__DATASETRECORDS__:
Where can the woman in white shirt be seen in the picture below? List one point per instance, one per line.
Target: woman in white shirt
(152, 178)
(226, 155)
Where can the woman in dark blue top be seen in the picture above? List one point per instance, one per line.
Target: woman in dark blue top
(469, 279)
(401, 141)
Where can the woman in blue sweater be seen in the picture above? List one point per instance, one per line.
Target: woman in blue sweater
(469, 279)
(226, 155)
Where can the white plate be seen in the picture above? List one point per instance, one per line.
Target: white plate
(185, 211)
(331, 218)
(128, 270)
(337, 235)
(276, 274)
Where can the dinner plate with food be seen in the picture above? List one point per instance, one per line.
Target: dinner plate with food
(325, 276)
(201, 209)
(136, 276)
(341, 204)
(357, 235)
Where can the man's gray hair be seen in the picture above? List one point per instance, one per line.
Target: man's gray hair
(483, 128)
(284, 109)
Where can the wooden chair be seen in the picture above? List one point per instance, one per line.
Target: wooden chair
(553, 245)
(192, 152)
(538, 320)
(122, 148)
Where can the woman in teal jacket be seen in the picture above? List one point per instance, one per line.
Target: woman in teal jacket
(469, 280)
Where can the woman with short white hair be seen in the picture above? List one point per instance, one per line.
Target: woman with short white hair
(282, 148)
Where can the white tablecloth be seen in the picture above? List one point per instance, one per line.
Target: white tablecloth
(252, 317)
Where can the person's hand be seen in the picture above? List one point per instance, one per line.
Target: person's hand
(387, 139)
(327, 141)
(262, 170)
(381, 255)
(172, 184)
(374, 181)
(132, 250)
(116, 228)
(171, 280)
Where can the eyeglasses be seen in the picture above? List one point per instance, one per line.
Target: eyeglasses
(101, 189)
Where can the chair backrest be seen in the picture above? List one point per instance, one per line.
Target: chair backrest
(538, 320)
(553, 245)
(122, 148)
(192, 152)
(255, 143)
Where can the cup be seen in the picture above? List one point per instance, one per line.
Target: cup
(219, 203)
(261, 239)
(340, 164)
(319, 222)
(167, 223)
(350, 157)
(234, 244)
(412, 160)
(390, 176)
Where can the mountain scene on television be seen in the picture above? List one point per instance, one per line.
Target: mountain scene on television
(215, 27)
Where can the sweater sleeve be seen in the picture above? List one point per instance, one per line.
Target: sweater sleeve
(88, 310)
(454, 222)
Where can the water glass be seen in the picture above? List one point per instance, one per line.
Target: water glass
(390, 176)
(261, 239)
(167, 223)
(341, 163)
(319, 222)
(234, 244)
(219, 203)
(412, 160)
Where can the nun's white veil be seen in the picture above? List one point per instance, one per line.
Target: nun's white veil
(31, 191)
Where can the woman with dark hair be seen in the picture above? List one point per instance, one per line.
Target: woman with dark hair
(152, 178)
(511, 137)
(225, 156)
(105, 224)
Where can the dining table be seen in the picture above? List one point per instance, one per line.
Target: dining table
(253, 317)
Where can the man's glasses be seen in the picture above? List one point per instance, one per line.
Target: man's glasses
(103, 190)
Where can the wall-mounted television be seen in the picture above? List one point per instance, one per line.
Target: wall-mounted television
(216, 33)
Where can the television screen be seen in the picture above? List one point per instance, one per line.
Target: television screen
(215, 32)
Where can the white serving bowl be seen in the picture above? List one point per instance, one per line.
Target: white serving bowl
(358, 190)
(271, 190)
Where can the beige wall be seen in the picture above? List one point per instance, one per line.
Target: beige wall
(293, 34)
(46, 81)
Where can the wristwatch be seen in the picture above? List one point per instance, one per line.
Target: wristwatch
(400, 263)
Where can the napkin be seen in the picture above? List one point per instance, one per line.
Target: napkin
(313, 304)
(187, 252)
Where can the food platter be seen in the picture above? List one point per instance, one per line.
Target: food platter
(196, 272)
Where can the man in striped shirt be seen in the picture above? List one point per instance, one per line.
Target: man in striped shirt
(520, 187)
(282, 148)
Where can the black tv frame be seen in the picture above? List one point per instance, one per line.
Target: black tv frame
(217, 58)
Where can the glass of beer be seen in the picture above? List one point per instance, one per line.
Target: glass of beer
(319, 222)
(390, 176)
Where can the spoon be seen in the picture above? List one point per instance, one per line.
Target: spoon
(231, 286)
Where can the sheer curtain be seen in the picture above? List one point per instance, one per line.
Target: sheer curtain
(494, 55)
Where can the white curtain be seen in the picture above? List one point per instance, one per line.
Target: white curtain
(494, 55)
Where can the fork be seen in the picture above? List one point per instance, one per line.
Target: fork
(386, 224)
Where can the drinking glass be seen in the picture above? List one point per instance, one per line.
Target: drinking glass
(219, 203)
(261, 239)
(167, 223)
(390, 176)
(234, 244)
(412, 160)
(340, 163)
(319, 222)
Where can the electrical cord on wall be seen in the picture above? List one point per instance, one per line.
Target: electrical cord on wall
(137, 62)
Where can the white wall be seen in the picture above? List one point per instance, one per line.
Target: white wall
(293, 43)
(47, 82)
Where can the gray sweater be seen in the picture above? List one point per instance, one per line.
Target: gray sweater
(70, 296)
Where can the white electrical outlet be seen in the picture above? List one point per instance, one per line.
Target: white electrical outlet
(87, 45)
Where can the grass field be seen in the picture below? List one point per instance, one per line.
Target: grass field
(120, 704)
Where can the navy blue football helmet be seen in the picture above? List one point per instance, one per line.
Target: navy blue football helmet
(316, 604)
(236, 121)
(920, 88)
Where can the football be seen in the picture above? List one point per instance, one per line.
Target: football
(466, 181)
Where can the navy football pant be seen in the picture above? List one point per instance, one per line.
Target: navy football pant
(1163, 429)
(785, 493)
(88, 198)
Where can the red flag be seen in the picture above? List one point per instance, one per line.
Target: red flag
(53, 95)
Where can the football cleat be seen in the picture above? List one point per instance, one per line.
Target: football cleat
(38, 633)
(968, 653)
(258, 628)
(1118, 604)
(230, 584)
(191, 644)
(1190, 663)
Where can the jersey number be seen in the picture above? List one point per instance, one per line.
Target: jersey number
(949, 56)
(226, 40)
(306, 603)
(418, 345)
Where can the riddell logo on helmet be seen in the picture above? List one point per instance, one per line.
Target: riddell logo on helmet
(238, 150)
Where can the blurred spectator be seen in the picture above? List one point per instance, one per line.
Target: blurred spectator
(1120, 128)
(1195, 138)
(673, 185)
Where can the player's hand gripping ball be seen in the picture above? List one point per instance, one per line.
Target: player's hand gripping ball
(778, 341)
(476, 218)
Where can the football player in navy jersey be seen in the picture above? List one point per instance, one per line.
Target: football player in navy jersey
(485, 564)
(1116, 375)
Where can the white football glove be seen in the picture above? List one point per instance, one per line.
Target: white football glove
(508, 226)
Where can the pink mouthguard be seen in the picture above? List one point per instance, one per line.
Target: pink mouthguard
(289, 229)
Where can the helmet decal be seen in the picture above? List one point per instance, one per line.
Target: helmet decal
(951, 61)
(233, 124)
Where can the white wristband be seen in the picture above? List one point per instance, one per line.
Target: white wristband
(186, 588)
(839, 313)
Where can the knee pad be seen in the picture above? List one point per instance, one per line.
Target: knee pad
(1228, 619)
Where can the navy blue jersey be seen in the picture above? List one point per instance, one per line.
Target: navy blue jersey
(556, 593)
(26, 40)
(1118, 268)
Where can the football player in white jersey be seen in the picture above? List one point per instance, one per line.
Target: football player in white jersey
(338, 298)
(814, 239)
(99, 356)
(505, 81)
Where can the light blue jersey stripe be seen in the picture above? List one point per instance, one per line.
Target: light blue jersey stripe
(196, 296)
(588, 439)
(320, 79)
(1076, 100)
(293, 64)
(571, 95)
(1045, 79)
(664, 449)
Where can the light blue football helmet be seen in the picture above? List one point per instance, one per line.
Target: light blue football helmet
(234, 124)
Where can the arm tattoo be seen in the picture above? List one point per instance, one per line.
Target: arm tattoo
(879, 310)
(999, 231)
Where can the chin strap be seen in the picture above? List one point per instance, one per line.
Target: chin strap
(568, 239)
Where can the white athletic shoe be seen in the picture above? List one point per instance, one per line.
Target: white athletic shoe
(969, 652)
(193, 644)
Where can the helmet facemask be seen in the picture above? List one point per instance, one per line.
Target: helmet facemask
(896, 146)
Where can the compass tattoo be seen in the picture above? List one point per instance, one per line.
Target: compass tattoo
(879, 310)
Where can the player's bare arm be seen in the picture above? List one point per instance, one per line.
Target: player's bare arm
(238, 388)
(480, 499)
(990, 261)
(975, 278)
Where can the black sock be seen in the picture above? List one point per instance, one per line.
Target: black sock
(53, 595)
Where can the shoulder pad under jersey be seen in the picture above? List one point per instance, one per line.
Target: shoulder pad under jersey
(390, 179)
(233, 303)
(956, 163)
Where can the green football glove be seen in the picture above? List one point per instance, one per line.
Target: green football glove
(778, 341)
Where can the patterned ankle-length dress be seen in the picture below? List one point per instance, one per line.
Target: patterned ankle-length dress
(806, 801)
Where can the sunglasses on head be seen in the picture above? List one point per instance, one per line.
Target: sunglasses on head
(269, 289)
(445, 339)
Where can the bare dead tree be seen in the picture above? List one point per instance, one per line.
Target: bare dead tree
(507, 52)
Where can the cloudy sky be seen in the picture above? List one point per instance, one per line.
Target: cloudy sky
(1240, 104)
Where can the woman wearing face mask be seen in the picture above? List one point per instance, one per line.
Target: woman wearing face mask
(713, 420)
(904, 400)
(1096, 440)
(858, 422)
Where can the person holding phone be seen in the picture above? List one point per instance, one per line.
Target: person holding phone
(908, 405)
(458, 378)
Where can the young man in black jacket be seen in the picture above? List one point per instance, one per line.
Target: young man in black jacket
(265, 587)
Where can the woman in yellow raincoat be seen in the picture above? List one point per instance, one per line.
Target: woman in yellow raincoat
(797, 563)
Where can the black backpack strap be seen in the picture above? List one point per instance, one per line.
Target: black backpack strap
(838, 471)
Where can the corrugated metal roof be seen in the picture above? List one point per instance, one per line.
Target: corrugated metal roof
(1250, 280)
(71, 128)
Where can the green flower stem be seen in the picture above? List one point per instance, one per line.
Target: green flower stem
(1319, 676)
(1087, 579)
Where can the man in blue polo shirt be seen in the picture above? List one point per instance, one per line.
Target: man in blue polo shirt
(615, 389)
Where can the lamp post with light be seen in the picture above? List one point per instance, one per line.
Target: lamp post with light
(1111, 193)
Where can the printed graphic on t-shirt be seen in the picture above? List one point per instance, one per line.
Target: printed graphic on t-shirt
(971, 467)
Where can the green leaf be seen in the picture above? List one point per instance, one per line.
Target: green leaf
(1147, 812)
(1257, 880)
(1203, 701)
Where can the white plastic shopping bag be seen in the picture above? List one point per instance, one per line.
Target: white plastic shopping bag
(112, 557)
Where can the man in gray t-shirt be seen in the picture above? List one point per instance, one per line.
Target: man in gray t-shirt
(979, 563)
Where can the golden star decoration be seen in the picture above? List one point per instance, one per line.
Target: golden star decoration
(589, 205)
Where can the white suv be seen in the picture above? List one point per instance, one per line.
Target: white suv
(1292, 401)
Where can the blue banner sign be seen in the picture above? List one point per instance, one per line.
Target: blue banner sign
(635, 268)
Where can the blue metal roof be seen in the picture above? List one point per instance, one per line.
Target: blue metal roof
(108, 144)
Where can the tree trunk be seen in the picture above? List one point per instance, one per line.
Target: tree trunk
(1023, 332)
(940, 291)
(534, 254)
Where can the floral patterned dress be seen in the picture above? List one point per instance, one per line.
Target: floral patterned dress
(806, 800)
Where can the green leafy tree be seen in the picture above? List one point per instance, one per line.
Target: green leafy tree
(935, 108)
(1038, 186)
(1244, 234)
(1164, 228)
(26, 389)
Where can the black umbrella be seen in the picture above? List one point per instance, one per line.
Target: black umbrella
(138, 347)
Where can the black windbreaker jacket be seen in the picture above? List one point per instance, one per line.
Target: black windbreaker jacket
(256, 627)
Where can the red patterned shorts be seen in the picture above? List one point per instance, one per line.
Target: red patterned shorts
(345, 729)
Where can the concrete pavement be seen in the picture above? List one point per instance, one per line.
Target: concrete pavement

__OPDRACHT__: Zet de records om in een CSV met de kolommen "tekst" en "antwoord", te beginnen bij de regel met "Where can the arm" en doorlopend tot en met de regel met "(1240, 104)". Geef elk record één rij en zet beide velden tussen aanhalingstekens, met regeleinden vervangen door spaties.

__UITWERKING HIERONDER__:
tekst,antwoord
"Where can the arm tattoo be seen in the picture above? List one point per instance, one per line. Target: arm tattoo","(879, 310) (999, 231)"
"Where can the chin strap be seen in the picture above? List one point per instance, one per line. Target: chin strap","(568, 239)"
"Where can the white athletic shoe be seen in the picture above? List one point per instance, one per line. Target: white athletic shoe","(969, 652) (193, 644)"
"Where can the helmet facemask be seen in the picture above? List one point per instance, one per line. Target: helmet facemask","(896, 146)"
"Where can the compass tattoo be seen in the picture above? List one point per instance, one per line. Target: compass tattoo","(879, 310)"
"Where can the player's bare arm be seen in the picture above? List one point per instance, one per line. Target: player's bare arm","(238, 388) (480, 499) (990, 261) (975, 278)"
"Where can the black sock be seen in the picture above? List one point per instance, one per line. Target: black sock","(53, 595)"
"Where can the shoulder pad under jersey be seen in the picture above? List one point per instance, one per line. Target: shoulder pad under jersey","(390, 179) (233, 303) (956, 163)"
"Where can the green football glove be seen in the picture above? List one point per instance, one per line. Target: green football glove","(778, 341)"
"Where can the patterned ankle-length dress be seen in the picture below? List one point per instance, one per line. Target: patterned ankle-length dress","(806, 801)"
"Where can the sunglasses on head be seen in the picture above? List one point per instance, one per line. Target: sunglasses on head","(269, 289) (445, 339)"
"Where can the bare dead tree be seen in the picture above? List one point per instance, one per line. Target: bare dead tree","(507, 52)"
"Where can the cloudy sky be seen in the picture above? List one point per instance, one per line. Target: cloudy sky","(1240, 104)"